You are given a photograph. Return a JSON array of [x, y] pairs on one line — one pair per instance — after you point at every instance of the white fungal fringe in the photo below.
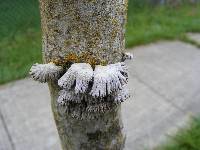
[[108, 79], [68, 96], [128, 56], [45, 72], [122, 95], [79, 73], [102, 108]]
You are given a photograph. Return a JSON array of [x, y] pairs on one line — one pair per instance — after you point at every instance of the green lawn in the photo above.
[[186, 138], [20, 36]]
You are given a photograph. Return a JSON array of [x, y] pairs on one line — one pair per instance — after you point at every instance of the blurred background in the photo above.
[[149, 21]]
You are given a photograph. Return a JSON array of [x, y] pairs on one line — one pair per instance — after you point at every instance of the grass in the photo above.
[[148, 24], [20, 38], [20, 35], [185, 139]]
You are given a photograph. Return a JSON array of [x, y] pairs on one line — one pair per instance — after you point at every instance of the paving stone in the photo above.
[[194, 36], [171, 70]]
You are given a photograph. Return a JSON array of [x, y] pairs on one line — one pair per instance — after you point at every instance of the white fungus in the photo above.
[[122, 95], [108, 79], [45, 72], [68, 96], [101, 107], [79, 74], [128, 56]]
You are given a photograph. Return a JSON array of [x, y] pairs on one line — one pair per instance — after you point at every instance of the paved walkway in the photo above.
[[164, 82]]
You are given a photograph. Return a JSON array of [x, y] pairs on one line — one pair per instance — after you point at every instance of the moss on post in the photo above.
[[78, 27]]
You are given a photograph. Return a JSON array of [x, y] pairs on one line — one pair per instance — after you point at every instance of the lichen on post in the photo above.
[[85, 31]]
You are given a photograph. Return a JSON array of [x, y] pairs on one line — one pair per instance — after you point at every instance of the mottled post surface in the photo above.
[[78, 26]]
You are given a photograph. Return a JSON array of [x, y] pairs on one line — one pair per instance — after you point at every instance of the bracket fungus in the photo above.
[[68, 96], [86, 91], [45, 72], [127, 56], [108, 79], [79, 74]]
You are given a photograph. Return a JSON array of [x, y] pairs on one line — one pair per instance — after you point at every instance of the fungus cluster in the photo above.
[[85, 89]]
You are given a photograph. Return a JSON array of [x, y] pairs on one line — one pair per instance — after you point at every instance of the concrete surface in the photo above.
[[164, 83], [194, 36]]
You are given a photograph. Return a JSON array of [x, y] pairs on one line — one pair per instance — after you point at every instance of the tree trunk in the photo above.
[[78, 26]]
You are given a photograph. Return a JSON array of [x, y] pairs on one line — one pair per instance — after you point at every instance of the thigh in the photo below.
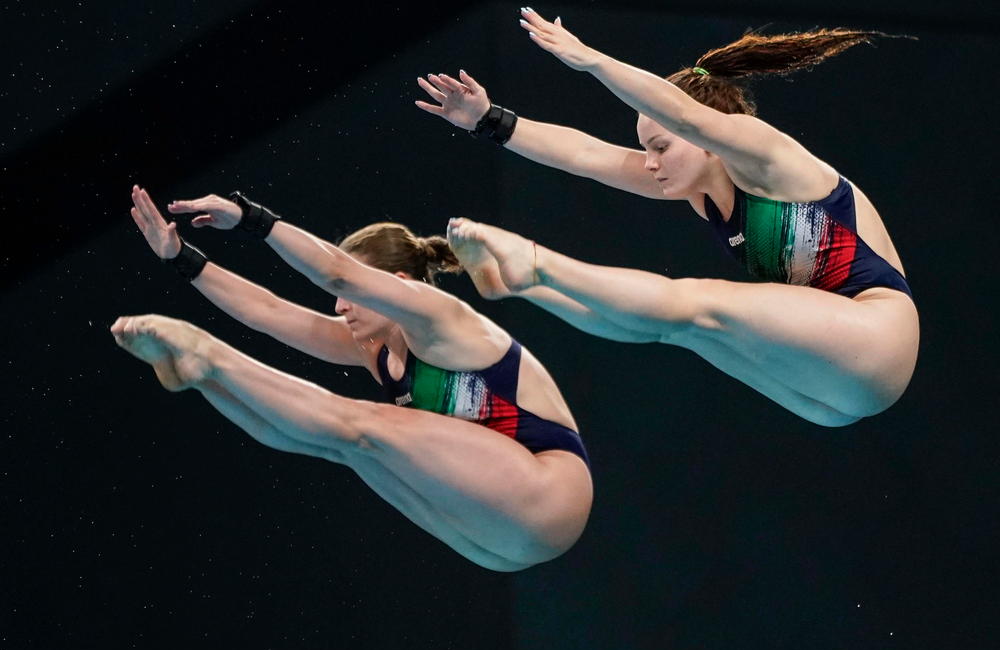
[[730, 361], [423, 513], [524, 507], [855, 356]]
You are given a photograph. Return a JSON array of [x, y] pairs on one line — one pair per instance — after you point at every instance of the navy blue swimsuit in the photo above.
[[813, 244], [487, 397]]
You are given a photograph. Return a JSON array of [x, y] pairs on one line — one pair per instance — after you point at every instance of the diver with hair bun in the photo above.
[[476, 445], [832, 331]]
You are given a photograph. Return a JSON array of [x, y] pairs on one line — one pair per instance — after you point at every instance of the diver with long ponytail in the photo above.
[[832, 331]]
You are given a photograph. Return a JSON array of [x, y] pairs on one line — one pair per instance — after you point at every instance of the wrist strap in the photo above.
[[497, 124], [189, 262], [257, 220]]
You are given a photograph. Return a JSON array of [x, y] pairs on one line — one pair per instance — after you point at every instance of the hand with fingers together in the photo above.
[[161, 236], [553, 37], [462, 101], [218, 212]]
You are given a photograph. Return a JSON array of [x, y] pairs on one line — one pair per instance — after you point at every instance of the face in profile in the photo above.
[[366, 325], [676, 164]]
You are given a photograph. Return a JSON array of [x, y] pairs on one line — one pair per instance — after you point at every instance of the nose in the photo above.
[[652, 161]]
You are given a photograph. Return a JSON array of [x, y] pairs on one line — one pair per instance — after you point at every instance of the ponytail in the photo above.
[[718, 78]]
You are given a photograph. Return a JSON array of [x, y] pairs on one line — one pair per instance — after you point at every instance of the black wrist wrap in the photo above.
[[257, 220], [189, 262], [497, 124]]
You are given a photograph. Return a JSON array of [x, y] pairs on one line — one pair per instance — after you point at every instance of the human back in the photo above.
[[463, 340]]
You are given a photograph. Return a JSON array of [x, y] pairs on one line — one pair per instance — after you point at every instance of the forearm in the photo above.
[[318, 260], [552, 145], [584, 155], [238, 297], [652, 96]]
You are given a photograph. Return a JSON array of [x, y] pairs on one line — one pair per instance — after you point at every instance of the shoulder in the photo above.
[[467, 342]]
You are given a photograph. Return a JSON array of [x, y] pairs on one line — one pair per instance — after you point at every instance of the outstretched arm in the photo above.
[[317, 334], [760, 158], [427, 315], [463, 102]]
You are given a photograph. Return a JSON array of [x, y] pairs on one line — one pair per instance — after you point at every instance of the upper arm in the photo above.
[[320, 335], [761, 159]]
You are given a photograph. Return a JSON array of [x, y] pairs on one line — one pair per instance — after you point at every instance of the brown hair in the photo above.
[[730, 67], [393, 247]]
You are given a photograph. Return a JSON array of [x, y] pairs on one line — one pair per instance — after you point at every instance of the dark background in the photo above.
[[134, 517]]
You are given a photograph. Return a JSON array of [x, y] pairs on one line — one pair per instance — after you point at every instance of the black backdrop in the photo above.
[[133, 517]]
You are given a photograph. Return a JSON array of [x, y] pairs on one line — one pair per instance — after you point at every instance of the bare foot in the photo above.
[[514, 255], [174, 348]]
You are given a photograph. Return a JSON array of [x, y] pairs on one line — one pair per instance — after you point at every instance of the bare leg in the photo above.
[[853, 356], [381, 481], [520, 507]]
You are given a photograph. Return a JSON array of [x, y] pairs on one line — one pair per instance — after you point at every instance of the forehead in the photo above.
[[646, 128]]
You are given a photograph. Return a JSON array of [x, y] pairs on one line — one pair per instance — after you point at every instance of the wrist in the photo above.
[[497, 124], [255, 218], [189, 261], [598, 62]]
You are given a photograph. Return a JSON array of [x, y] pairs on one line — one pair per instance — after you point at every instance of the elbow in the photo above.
[[331, 277]]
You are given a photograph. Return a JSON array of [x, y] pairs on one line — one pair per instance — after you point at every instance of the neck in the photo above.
[[718, 186]]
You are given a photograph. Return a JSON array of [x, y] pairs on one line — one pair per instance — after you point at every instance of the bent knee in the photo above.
[[690, 307]]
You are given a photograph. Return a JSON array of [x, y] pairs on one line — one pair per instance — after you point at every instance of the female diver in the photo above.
[[488, 461], [833, 333]]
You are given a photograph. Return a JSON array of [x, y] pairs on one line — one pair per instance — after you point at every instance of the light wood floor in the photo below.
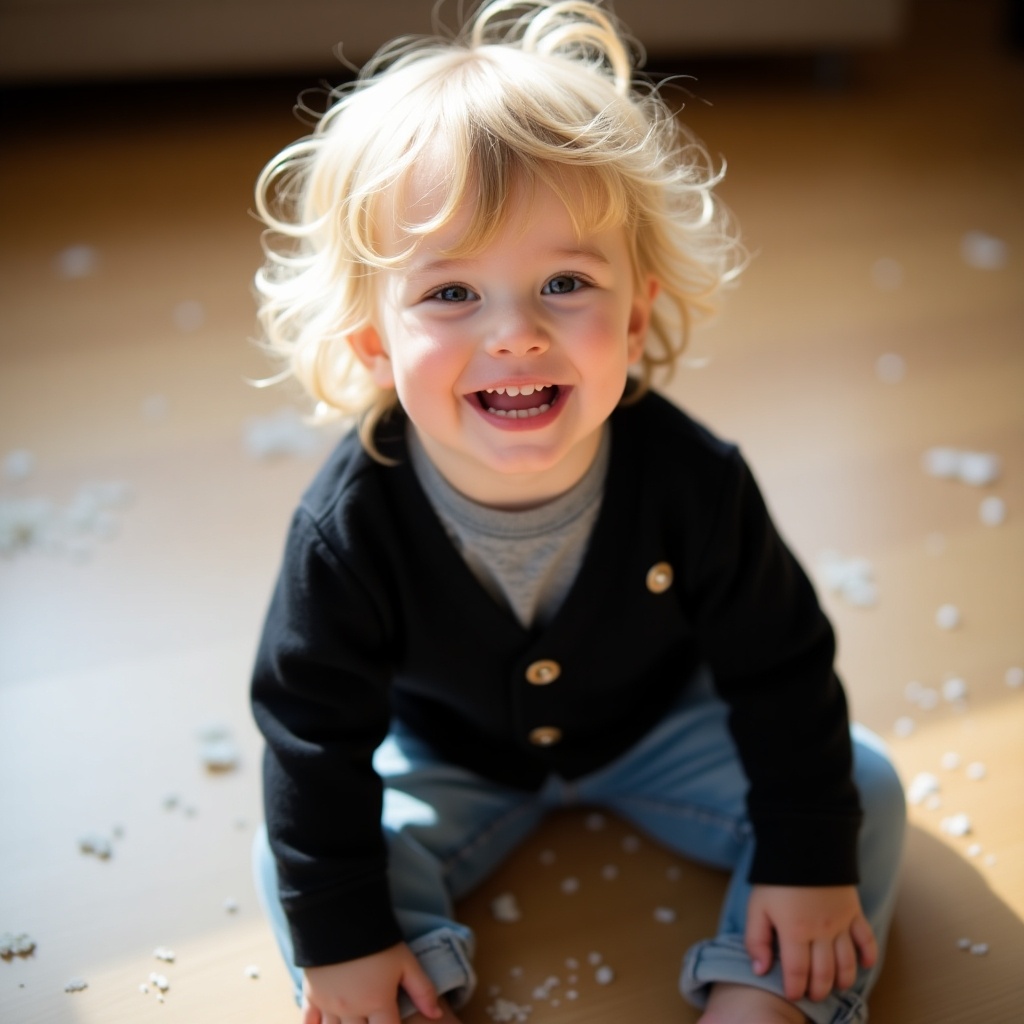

────────────────────────────────────────

• **Directive**:
Return all of the records above word for word, from the first through the last, but leave the pictures out.

• **Solved exercise**:
You are given a photograph. Return a JSON array of [x, y] pairs on one line — one pair per instance — after you point at every instance of the white fungal fringe in the photo below.
[[108, 79], [68, 96], [128, 56], [45, 72], [122, 95], [79, 73], [102, 108]]
You are given a photograph. Return a JSON array of [x, y] pairs on one line — one pair per instance — after you point at every instance of the green lawn in the photo above.
[[186, 138], [20, 36]]
You are given a photograph. Return a JSON array of [x, y] pairs on one line — one pair per instance — after you point at every instance of the blurred background in the photo above.
[[149, 21]]
You are given a photograph. Return a JSON array of [x, y] pairs on one line — one pair per instance — after you point at every instance of the grass in the photo above.
[[148, 24], [20, 38], [20, 35], [185, 139]]
You are given a photograph. Return a JSON array of [x, y] pairs on one line — one pair per instance — after you point at every instance of the paving stone in the photo above.
[[194, 36], [171, 70]]
You are given a photograph. Return a JSON array of [x, y] pairs on one line — one pair per instance — after you point at every instance of the white fungus in the photo above.
[[122, 95], [108, 79], [45, 72], [68, 96], [101, 107], [79, 74], [128, 56]]
You are given a photograph. Return a JSON array of [x, y] pairs on one line — one pair per instance — after you point at every instance of the paved walkway in the photo above.
[[164, 82]]
You are given a photograph. Return a JSON array of [x, y] pairs on one line — one pair per instance — after you point at every instance of the moss on post in the photo above.
[[78, 27]]
You are given a photograph. Return a JSON array of [x, y] pairs on one line — one pair per instance — after you point at every instance of the lichen on post in the photo above.
[[85, 31]]
You are given a photograph. Return a JSON array of [x, y] pairs on one line — one pair per instance — after you point at every instance of the mottled post surface in the photo above.
[[78, 26]]
You are given a photograph. Return a JSON array of [x, y] pairs on one line — one pair per instance — after you point at every instance of the bracket fungus in the photo above.
[[68, 96], [86, 91], [45, 72], [127, 56], [108, 79], [79, 74]]
You are given a photograph. Return a JSON array of [x, y] pairs on one line — one pair per instance — after you point at every instance of the fungus cluster in the photo above.
[[85, 89]]
You are given a photograph. Return a JSON array of [x, y] pairs on one line — one pair per instance — after you point at every instance of the concrete surface in the photo above.
[[164, 83], [194, 36]]
You are given a photograph. Return a JSON array of [x, y] pairs on one line — one pair per instance — after you point at every instance of the tree trunk in the photo above.
[[78, 26]]
You are given a photograph. Return a JSON array of [x, y] pairs on one line — one pair per instance — after you point at every instance of the thigh in the photo below.
[[730, 361], [423, 513], [524, 507], [855, 356]]
You are given a photograph. Return a JSON array of [x, y] pairs on one line — one pair per instance — after you point at every instance of the navy blue swimsuit in the photo above.
[[813, 244], [487, 397]]
You are given a photograph. Return a JSON array of [x, y] pairs on one line — one pair per instance — after you point at every instance of the diver with hair bun in the photo above.
[[476, 445], [832, 331]]
You are given a photograph. Return a JSON array of [x, y] pairs on one line — one pair per instance — after you point at every instance of the diver with long ponytail in the photo above.
[[832, 331]]
You are given a photograph. Return a JSON array of [x, y] pairs on one line — one pair per instance — after you point at every instance of the wrist strap in the photo above.
[[497, 124], [189, 262], [257, 220]]
You are given a photograph. Return a JSON array of [x, y] pairs on one line — one pair per instance — after you point at every instance of the hand with fingers together in the photo above.
[[161, 236], [553, 37], [462, 101], [218, 212]]
You are given a photograph. Return a JSON array of [x, y] pairs on one line — one pair per instance — after you point at every instance of the face in profile in the photo above.
[[366, 325], [676, 164]]
You are given a photograph. Return a JSON array of [x, y] pairs on one line — one pair per instance — after you point at every instance of the nose in the photo above.
[[652, 161]]
You are given a photograph. Return a JSON array of [x, y] pairs on one line — one pair per instance — after you point at every instance of the ponytail in the photo above.
[[718, 78]]
You are given a photograph. Return a JSON array of [x, y] pairs on one line — one pair per instance — after you point at every instance of the black wrist wrap in the photo above.
[[257, 220], [189, 262], [497, 124]]
You are given a photograph. Return a JSON array of [x, y] pairs on one line — one pair per instance — after you point at every instance of the human back in the photo above.
[[463, 340]]
You are given a photograph. Return a JSON array of [x, y] pairs on one line — one pair per instance — after you point at every instance of the forearm in the photo above.
[[318, 260], [552, 145], [584, 155], [238, 297], [652, 96]]
You are given a photograph. Return a JSON array of [x, y] pairs on one line — one pair per instance — after you point at every instance of the shoulder in the photo above.
[[467, 342]]
You are given a photograph. Return a JSON array of [x, y] pairs on one line — one pair per instance — after you point at every instance of the outstretched arm in the photo above.
[[317, 334], [760, 158], [427, 315], [463, 102]]
You are given a photograph. Return a JSON array of [x, y] pairs on one line — one pair per instance — after you point at every instance of the upper arm in the photo above.
[[320, 335], [761, 159]]
You are given a photograph. Return a JSON array of [x, y] pairs on one line — one pair per instance — after you point at every instance of the brown hair in the photo above.
[[730, 67], [393, 247]]
You are given a photograph. Return a JSON array of [x, y] pairs on one line — one pair per instance — after you point at every instance of the dark background in the photo above.
[[134, 517]]
You are given a photograph. Return a JSON array of [x, y] pairs on one line — one pair per instance — after you point at every instance of the black backdrop in the photo above.
[[133, 517]]
You are given a photograph. Return a JSON array of [x, y] pairs on one line — one pair per instance — after you point at every instance of the bare foot in the photo above.
[[514, 255], [174, 348]]
You are given a photograph. Return a JSON array of [x, y] pairs on one line — one pair per instance — after you point at every instance of the bare leg in the photo above.
[[853, 356], [381, 481], [520, 507]]
You are given a photograph. Return a JSON array of [x, y] pairs on one line — one pair per instance — after you point at every instance of the forehead in the photo above.
[[646, 128]]
You are given a photograph. Return a JSON array of [x, y] pairs on one line — one pair per instance — after you point at every instance of the wrist in the photo above.
[[497, 124], [255, 218], [189, 261], [598, 62]]
You are given a photograph. Return a JSON array of [x, y] pairs on one line — one pair per instance — after you point at every instance of the elbow in the photo above.
[[331, 277]]
You are given a photograph. Return a JSON array of [x, y] pairs on one line — one pair per instance — after you point at every instance of the neck in the photo above.
[[718, 186]]
You are given a photograph. Return a JSON array of [x, y] pairs on one line — one pair per instance — after you point at every instance of the bent knee in the photo above.
[[690, 307]]
You are given a photograph. Return a JSON array of [x, y] pairs on one line — one pair per instance — after you point at every instance of the female diver in the photo above.
[[488, 461], [833, 333]]
You are given a photograph. Return a JSON array of [x, y] pairs on one line — one pair per instance — after you point at every instance of the light wood floor in the photo below.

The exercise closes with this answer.